## BEGIN INPUT FOR THIS TASK

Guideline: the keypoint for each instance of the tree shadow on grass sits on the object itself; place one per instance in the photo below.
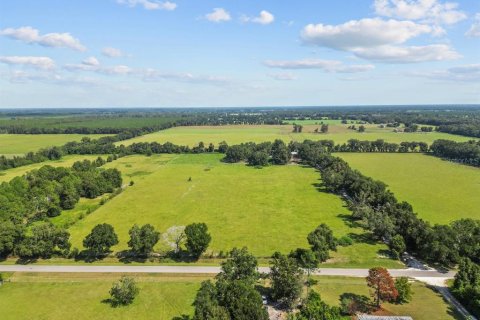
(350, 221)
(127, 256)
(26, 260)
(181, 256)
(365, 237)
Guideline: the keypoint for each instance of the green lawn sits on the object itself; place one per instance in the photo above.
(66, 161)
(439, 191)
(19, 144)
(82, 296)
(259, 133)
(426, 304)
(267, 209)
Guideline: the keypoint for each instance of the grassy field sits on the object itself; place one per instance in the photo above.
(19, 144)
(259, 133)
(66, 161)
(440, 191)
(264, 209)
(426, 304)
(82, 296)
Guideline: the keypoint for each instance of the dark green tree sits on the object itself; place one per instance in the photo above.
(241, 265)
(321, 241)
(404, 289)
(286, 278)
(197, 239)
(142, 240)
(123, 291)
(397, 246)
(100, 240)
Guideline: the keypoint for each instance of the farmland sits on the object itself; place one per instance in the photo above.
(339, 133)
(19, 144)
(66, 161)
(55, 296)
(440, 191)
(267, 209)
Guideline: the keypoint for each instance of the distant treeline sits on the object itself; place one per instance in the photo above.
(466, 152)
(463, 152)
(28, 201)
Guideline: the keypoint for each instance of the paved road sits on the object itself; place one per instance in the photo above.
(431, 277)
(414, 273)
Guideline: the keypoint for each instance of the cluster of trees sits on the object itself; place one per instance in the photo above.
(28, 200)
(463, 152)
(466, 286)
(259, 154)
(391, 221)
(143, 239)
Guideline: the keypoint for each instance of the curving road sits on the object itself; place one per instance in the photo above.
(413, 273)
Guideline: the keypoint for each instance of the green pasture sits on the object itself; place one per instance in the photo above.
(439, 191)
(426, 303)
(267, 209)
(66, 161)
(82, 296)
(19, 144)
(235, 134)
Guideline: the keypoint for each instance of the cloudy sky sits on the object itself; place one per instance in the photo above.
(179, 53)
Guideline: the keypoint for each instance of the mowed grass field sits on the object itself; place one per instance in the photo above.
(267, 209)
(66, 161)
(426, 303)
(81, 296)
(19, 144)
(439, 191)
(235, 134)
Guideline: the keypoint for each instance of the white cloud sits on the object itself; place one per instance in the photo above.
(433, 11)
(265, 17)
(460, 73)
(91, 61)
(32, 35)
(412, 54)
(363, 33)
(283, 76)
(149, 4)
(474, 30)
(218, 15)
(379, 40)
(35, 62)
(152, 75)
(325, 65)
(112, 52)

## END INPUT FOR THIS TASK
## BEGIN INPUT FOR THIS TASK

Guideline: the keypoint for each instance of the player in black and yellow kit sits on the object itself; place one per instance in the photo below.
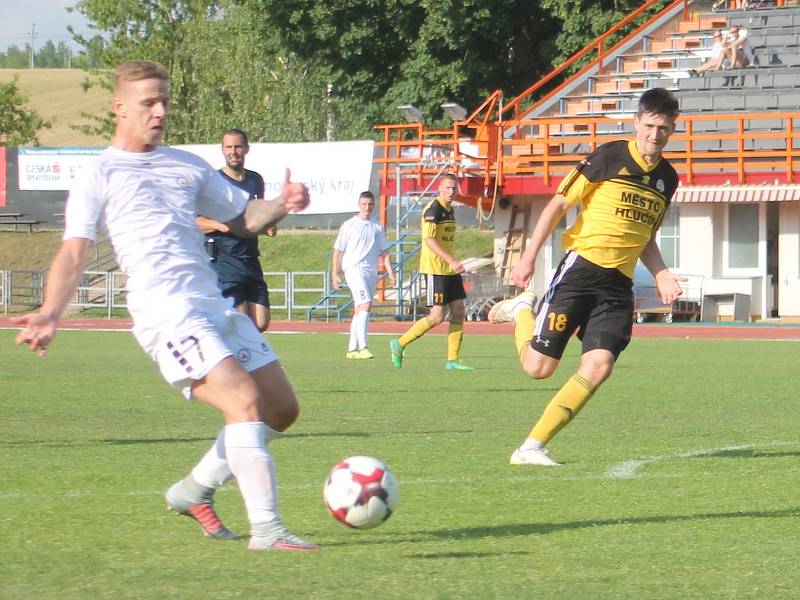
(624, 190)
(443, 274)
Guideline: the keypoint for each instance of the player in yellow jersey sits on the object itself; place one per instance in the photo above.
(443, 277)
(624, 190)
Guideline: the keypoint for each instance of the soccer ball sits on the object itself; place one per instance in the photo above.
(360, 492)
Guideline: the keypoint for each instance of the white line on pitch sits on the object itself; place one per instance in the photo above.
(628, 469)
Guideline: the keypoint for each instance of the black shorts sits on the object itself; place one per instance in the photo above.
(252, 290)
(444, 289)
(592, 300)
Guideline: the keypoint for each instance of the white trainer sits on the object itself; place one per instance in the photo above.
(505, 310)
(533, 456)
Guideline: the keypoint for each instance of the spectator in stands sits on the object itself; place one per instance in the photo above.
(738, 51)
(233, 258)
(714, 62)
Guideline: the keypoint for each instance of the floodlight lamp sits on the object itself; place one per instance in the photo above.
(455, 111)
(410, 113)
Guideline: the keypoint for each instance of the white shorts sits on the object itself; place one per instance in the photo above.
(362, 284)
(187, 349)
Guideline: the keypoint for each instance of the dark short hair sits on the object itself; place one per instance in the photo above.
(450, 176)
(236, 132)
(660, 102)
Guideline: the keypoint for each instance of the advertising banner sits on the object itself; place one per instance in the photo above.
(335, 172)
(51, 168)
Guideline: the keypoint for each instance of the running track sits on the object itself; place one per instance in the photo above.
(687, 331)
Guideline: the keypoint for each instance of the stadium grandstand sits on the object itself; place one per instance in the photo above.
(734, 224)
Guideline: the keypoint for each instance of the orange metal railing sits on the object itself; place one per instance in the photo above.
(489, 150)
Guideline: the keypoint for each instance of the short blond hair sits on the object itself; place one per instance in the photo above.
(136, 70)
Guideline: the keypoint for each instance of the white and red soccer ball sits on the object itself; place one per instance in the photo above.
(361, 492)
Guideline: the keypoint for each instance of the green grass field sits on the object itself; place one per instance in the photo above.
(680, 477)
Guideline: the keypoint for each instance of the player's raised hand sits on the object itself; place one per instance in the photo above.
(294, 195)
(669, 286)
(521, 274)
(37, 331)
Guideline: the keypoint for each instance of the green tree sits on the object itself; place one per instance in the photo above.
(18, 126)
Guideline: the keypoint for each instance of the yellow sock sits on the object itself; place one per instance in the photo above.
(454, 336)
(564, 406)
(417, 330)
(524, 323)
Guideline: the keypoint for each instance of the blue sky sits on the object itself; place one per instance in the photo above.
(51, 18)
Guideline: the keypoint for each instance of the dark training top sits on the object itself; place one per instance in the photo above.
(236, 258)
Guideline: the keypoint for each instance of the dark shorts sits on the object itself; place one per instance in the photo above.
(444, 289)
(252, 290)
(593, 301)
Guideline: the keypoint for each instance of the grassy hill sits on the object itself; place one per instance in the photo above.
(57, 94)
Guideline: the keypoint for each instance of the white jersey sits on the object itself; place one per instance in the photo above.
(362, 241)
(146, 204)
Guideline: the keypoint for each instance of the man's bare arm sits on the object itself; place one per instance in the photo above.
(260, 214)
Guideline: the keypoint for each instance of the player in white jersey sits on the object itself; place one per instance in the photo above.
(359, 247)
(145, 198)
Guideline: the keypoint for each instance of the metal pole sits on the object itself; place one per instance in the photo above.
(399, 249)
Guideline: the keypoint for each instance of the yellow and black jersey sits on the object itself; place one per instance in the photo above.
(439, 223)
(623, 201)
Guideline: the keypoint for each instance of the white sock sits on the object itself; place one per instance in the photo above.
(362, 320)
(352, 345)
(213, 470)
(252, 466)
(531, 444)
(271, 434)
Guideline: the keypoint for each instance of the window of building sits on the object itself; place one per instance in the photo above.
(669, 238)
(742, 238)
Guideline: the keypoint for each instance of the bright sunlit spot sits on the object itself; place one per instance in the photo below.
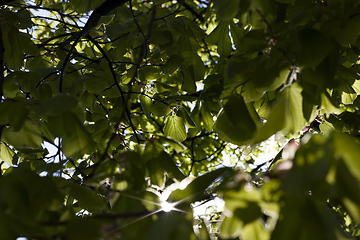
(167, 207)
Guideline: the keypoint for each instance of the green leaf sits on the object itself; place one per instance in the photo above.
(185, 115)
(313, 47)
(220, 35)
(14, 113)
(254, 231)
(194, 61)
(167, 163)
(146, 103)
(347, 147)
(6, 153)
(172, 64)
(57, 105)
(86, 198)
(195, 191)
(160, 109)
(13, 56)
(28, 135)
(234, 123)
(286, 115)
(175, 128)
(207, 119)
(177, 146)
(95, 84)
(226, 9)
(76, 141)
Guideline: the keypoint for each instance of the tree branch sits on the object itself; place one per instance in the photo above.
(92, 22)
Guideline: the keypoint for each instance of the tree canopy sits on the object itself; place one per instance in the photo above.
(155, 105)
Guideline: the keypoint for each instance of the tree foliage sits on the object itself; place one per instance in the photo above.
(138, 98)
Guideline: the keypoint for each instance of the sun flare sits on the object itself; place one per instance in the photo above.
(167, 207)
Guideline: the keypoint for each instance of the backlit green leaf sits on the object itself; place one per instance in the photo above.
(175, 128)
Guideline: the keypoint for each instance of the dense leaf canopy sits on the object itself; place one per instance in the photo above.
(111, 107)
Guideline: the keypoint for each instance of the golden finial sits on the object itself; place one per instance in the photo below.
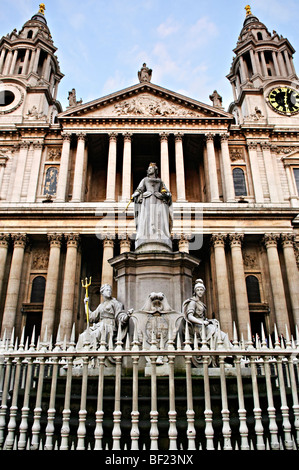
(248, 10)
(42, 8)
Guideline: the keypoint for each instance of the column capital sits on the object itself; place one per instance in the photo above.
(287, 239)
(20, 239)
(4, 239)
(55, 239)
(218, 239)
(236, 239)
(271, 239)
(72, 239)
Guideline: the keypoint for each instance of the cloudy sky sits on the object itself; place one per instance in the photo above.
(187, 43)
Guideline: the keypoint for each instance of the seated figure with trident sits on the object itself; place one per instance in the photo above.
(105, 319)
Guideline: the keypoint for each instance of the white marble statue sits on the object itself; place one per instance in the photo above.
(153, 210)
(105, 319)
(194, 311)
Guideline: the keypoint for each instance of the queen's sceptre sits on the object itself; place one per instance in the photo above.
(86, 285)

## END INPUT FOR THIS TASK

Find every line in the records that contains the word "sock", matching case, and copy each of those lines.

Guideline: the keypoint for each instance of the yellow sock sits on the object itself; place one per instance in the photo above.
Guideline: the keypoint for each instance of the white sock sits on the object itself; place one per instance in the photo above.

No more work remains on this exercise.